Provide the data again in its entirety, exactly as given.

-- BEGIN --

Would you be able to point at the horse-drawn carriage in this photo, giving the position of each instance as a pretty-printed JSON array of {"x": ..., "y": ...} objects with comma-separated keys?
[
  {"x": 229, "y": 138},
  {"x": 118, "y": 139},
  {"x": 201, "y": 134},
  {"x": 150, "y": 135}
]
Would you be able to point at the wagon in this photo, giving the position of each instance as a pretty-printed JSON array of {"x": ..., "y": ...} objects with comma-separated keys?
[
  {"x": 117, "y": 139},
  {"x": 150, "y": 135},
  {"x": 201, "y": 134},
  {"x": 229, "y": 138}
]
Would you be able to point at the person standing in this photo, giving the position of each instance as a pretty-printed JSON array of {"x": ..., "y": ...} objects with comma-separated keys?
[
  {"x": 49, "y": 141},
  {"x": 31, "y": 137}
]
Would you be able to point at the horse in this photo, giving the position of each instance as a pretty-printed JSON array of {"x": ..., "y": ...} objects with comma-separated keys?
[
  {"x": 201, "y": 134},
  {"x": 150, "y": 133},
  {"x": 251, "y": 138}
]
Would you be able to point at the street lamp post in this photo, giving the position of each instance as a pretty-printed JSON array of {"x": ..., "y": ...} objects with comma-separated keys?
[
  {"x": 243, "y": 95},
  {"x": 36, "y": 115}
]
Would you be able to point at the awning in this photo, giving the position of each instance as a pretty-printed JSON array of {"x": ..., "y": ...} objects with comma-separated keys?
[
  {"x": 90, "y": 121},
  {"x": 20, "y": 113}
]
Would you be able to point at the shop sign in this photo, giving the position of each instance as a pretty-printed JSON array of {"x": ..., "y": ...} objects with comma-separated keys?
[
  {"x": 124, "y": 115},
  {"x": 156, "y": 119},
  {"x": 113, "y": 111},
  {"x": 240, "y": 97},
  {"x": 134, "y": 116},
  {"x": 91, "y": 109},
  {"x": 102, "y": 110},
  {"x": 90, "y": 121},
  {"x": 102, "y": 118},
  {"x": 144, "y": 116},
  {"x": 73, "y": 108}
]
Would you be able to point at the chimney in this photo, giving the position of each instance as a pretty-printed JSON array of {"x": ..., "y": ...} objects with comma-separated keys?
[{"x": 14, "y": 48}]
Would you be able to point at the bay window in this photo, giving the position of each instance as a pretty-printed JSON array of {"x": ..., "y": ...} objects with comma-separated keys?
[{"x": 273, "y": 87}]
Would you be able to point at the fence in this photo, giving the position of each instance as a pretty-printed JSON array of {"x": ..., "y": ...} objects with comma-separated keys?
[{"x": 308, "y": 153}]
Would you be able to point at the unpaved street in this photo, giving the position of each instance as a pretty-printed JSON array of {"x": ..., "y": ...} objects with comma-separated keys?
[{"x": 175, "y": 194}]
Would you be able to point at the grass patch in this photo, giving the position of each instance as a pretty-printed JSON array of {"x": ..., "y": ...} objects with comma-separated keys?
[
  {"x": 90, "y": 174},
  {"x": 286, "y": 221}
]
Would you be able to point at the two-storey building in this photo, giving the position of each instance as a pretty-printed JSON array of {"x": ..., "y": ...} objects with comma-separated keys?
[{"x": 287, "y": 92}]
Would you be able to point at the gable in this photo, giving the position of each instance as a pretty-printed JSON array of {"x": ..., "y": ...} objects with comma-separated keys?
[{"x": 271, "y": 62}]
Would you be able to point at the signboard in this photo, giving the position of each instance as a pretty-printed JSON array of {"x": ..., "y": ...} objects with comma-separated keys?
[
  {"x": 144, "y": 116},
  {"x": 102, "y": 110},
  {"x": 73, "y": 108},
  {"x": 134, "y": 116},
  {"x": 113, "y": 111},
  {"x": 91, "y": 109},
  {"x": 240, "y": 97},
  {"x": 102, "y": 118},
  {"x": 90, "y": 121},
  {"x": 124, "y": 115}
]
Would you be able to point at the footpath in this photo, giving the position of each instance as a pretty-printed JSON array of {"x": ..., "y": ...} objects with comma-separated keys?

-- END --

Answer to the exercise:
Would you be able to point at the horse-drawn carriage in this photo, giving the position of each instance as a pretty-printed JSON array of {"x": ..., "y": ...} objects with comma-separated keys?
[
  {"x": 229, "y": 138},
  {"x": 118, "y": 139},
  {"x": 201, "y": 134},
  {"x": 150, "y": 135}
]
Would you be able to point at the wagon in this photo, giving the position of each instance as a pretty-printed JSON array of {"x": ..., "y": ...} objects with comma-separated keys?
[
  {"x": 117, "y": 139},
  {"x": 150, "y": 135},
  {"x": 201, "y": 134},
  {"x": 229, "y": 138}
]
Would you be able to point at the person standing in this photo, giving the position of each instance as a pretty-printed JSON array of {"x": ..., "y": ...} objects with comma-separated keys?
[
  {"x": 49, "y": 141},
  {"x": 31, "y": 137}
]
Would you be able to point at the horse in this photo, giving the position of each instance as a pretty-printed JSON array of {"x": ..., "y": ...} objects with comma-separated keys?
[
  {"x": 201, "y": 134},
  {"x": 150, "y": 133},
  {"x": 251, "y": 138}
]
Would you be able to point at the street lamp post in this photo, giving the position of each instance as a pretty-printed JSON array of {"x": ..., "y": ...} objects with comma-separated keys?
[
  {"x": 243, "y": 95},
  {"x": 36, "y": 115}
]
Would you be able to point at the awning in this photo, giving the position of each instance as a pretty-printed JSON array of {"x": ..., "y": ...} objects with comma-separated keys?
[
  {"x": 90, "y": 121},
  {"x": 20, "y": 113}
]
Would you be able to point at the shop sign in this photo, giving the position of each instance as a pretty-printed JSON array of {"x": ..., "y": ...} objects with comma-separated keys?
[
  {"x": 124, "y": 115},
  {"x": 156, "y": 119},
  {"x": 113, "y": 111},
  {"x": 240, "y": 97},
  {"x": 134, "y": 116},
  {"x": 91, "y": 109},
  {"x": 102, "y": 110},
  {"x": 90, "y": 121},
  {"x": 102, "y": 118},
  {"x": 144, "y": 116},
  {"x": 73, "y": 108}
]
Would you be able to point at the chimney in this photo, giving the position of each instance as a pretty-printed JSON array of {"x": ..., "y": ...} objects with comma-separated keys?
[{"x": 14, "y": 48}]
Would you be able to point at the bay window in this photo, giving the position of each instance as a pretty-printed JSON array of {"x": ..., "y": ...} objects with comma-separated keys?
[{"x": 273, "y": 87}]
Would you be able to point at the fence in this photo, giving the position of each instance as a pretty-printed JSON array of {"x": ..., "y": ...} objects with comma-separated keys?
[{"x": 308, "y": 153}]
Would you be able to point at the unpaved street in this photo, giving the position of each instance as a pretty-printed JSON array of {"x": ..., "y": ...} objects with comma-separated keys?
[{"x": 175, "y": 194}]
Would you be able to point at the grass patch in this photo, giving the position of each instance as a pretty-printed JSON array of {"x": ..., "y": ...} objects with comma-separated keys?
[
  {"x": 90, "y": 174},
  {"x": 286, "y": 221}
]
Would you be able to point at the two-storey building in this photo, giving the position of each instance as a pretty-printed JSON array of {"x": ..., "y": ...} objects with comma-separated keys?
[{"x": 287, "y": 92}]
Would you be able to point at the gable in this photo, giving the position of each instance as a pretty-printed JSON array of {"x": ..., "y": ...} objects with comma-separated keys?
[{"x": 271, "y": 62}]
Would you be able to point at the signboard in this photo, giving the position of each instance as a pretty-printed JSON array of {"x": ..., "y": ...} objects with comma-separated keys?
[
  {"x": 144, "y": 116},
  {"x": 102, "y": 110},
  {"x": 73, "y": 108},
  {"x": 134, "y": 116},
  {"x": 113, "y": 111},
  {"x": 91, "y": 109},
  {"x": 240, "y": 97},
  {"x": 102, "y": 118},
  {"x": 90, "y": 121},
  {"x": 124, "y": 115}
]
Would you be able to point at the footpath in this photo, giving the position of each instance as a pretty-printed JSON array of {"x": ..., "y": ...} objects with comma-separated keys?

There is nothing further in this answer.